I have spent the weekend sewing seeds and re potting some tomato plants - what are you growing this year?

rockgran Wed 02-Apr-14 15:39:58

We've just eaten some of our rhubarb - first this year. It was gorgeous! DH will be growing tomatoes, cucumber, runner beans, beetroot and courgettes. We are still eating last year's out of the freezer but he enjoys it. flowers

Fontana Sun 06-Apr-14 23:12:28

Yes, me too...but my Rhubarb is not doing very well this year, the wet weather seems to have damaged it. But I do have tomato plants on the windowsill....and will grow much the same as you....

━━━━━━

What to work on -
[a] Write out, word for word, the part of the gardening thread above that opens with the words "We've just eaten" and closes with "same as you....".
[b] Answer these questions from the gardening thread above:
(i) What did rockgran's household eat for the first time this year?
(ii) Where are Fontana's tomato plants?
(iii) According to Fontana, what seems to have damaged the rhubarb?

Dataset excerpts -
━━━━━━

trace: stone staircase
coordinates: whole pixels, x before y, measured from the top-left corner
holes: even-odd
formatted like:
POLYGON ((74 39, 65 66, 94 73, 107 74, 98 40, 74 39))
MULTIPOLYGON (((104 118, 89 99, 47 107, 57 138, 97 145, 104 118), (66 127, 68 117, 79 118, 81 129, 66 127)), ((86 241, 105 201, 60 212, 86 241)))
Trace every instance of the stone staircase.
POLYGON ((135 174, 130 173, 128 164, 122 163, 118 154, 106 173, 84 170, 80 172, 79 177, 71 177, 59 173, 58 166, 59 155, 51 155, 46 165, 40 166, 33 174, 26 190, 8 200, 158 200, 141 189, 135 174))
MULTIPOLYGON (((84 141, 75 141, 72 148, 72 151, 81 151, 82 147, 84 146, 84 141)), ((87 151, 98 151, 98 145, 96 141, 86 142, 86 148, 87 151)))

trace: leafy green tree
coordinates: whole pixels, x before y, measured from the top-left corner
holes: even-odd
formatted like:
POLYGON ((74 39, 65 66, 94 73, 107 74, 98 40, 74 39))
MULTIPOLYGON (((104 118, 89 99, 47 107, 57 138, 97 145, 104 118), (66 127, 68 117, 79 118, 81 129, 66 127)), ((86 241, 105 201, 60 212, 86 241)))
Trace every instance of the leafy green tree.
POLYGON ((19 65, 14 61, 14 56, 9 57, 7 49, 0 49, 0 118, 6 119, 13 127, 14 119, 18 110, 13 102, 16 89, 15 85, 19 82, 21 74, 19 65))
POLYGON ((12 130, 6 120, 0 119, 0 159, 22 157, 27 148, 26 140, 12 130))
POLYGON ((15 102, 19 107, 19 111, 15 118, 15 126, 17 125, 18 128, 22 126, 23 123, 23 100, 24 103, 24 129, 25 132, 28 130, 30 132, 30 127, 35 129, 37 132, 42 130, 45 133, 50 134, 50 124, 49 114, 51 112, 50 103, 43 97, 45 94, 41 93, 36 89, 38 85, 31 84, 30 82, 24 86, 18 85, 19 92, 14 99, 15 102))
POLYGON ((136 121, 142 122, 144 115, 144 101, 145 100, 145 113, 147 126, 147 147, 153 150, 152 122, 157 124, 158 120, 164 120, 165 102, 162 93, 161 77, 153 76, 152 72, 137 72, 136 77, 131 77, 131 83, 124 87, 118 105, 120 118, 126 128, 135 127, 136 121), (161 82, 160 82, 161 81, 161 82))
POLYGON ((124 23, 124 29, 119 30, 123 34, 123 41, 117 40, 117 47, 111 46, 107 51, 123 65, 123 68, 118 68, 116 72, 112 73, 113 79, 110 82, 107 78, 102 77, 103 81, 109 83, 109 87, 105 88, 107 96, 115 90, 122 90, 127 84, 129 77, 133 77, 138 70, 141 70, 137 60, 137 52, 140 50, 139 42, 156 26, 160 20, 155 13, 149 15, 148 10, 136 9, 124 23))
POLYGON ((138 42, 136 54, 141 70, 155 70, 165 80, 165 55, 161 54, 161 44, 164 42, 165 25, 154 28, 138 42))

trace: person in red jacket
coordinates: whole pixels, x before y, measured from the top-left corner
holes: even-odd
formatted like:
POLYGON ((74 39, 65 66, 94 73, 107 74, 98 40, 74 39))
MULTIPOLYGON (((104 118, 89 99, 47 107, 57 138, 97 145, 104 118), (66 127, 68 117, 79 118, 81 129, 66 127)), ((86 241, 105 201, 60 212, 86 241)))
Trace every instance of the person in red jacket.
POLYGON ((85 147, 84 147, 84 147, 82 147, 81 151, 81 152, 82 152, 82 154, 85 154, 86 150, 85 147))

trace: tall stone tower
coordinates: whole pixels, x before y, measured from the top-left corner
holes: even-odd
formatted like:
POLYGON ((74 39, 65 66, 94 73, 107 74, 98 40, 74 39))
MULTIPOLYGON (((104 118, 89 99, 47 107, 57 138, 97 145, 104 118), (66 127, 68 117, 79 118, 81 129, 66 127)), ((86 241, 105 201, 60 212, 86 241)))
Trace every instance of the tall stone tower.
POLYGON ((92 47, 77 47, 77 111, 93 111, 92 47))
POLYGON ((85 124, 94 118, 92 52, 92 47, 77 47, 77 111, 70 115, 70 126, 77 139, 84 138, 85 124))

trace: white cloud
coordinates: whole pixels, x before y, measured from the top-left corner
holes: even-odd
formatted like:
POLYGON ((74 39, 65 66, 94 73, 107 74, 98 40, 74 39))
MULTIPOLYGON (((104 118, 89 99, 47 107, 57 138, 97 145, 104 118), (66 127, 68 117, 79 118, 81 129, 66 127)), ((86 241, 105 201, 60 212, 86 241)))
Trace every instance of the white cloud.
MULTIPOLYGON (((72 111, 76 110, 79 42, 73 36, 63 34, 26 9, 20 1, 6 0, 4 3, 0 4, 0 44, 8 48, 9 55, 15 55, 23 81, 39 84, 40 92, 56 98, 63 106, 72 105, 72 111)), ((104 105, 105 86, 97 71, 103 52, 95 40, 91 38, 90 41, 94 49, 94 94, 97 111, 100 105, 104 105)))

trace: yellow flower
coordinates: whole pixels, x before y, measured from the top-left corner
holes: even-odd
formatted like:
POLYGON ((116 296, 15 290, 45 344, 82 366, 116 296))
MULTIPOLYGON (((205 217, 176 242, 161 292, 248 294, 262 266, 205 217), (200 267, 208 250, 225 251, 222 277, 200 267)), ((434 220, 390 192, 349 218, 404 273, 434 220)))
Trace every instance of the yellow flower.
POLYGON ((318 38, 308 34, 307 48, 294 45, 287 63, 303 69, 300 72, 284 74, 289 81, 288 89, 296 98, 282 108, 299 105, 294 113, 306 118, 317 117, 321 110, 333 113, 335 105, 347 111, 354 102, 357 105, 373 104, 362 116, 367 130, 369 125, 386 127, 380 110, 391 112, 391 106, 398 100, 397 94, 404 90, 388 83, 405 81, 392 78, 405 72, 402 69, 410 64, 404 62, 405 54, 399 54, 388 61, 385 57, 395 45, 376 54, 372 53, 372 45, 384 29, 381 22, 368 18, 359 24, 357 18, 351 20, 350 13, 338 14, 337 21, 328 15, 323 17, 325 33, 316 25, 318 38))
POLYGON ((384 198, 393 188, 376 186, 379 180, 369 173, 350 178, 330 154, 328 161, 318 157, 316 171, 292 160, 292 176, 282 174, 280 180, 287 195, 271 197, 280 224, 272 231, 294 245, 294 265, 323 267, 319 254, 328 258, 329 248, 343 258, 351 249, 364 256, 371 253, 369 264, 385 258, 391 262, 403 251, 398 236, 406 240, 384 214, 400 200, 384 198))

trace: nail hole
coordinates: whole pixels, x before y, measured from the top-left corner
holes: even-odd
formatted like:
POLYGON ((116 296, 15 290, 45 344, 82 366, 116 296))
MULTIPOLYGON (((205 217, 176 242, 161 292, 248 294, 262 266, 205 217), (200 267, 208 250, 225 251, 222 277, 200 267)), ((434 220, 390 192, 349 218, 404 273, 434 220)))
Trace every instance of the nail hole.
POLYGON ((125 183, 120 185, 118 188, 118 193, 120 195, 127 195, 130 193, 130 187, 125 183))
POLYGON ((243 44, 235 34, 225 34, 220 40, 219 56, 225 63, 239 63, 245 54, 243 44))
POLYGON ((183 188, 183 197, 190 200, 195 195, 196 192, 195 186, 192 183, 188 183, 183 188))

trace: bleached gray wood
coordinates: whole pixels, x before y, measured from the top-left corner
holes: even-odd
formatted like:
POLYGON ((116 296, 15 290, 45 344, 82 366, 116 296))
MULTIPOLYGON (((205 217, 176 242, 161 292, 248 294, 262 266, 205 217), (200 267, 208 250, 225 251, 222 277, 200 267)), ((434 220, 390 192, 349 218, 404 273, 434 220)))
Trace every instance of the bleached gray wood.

━━━━━━

Responses -
[a]
We've just eaten some of our rhubarb - first this year. It was gorgeous! DH will be growing tomatoes, cucumber, runner beans, beetroot and courgettes. We are still eating last year's out of the freezer but he enjoys it. flowers

Fontana Sun 06-Apr-14 23:12:28

Yes, me too...but my Rhubarb is not doing very well this year, the wet weather seems to have damaged it. But I do have tomato plants on the windowsill....and will grow much the same as you....

[b]
(i) Their rhubarb.
(ii) On the windowsill.
(iii) The wet weather.